## PROMPT
Please copy every one of the items below, reproducing each line word for word and number for number.

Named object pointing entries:
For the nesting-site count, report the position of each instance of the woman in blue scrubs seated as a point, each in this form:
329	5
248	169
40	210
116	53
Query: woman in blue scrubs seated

## RESPONSE FOR THIS EXERCISE
For the nesting-site count, report the position of each instance of the woman in blue scrubs seated as a point, each in this form:
329	5
248	169
40	210
116	53
Query: woman in blue scrubs seated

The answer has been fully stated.